**Exercise material**
Start of Block
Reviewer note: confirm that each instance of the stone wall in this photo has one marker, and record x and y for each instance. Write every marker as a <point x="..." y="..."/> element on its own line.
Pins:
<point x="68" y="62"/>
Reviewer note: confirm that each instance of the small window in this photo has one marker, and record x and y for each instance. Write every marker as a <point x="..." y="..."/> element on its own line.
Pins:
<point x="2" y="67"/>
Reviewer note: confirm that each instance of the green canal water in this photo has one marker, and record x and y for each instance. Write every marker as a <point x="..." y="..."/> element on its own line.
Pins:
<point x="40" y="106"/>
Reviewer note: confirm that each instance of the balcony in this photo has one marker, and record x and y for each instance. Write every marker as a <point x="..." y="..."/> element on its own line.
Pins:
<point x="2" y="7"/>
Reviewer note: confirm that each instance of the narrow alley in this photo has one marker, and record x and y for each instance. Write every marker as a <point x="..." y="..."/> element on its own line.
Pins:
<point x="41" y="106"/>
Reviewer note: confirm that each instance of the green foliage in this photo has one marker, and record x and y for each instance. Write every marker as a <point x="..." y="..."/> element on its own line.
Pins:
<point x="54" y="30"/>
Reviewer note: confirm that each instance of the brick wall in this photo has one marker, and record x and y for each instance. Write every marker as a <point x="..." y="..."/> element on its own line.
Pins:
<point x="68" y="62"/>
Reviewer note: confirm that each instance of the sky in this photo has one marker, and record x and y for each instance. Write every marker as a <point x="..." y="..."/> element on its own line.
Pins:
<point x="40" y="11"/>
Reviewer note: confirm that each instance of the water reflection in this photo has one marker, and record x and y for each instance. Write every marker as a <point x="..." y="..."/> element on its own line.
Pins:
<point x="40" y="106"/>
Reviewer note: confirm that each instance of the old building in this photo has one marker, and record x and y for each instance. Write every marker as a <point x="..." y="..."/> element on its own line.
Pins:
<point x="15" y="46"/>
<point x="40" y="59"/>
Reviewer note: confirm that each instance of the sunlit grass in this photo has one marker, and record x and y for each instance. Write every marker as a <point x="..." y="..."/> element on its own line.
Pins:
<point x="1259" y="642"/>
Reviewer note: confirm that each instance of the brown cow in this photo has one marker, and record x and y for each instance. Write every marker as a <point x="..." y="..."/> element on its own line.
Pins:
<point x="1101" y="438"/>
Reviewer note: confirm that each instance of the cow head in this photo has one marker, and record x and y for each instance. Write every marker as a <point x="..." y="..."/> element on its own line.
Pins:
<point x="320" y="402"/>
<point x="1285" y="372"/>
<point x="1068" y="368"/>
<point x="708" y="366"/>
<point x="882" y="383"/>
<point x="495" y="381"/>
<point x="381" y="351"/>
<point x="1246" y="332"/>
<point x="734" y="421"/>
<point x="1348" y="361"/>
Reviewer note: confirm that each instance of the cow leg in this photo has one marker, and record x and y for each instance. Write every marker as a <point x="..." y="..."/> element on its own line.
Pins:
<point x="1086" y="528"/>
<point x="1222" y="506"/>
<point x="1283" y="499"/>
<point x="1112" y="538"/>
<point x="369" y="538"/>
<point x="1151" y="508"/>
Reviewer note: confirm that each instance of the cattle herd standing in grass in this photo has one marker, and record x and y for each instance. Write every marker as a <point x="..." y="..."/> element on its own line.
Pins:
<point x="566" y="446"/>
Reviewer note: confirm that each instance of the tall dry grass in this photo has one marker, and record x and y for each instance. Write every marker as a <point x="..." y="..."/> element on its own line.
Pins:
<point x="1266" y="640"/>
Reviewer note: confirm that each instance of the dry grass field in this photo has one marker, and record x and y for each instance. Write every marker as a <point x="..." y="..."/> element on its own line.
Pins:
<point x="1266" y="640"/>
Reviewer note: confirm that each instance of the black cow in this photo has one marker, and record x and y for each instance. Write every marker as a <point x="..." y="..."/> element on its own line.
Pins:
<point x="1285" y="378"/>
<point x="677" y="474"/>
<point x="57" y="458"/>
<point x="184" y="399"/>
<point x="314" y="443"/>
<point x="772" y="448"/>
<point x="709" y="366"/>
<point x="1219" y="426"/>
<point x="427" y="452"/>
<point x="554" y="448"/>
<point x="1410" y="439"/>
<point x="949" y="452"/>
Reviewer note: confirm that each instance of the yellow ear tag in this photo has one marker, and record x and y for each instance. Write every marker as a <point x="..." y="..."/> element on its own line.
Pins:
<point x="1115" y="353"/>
End of Block
Among the lines of the material above, find those with the word "grass". Copy each one.

**Exercise result**
Reviewer note: confirm that each instance of the sunlit grass in this photo has one marker, and record x and y for each instance. Write every marker as a <point x="..." y="..."/> element on its own line.
Reviewer note: confirm that each instance of the cattle herd standing in grass in this photo has one marker, and record x and y for each instance. Write every marker as a <point x="..." y="..."/> element on its own line.
Reviewer note: confirm that each instance of the tall dry grass in this photo has one marker, and record x and y for each instance. Write every marker as a <point x="..." y="..."/> element on its own line.
Reviewer note: confirm that each instance of the dry grass field in this photo has one marker, and record x and y for each instance. Write every marker as a <point x="..." y="..."/> element on its own line.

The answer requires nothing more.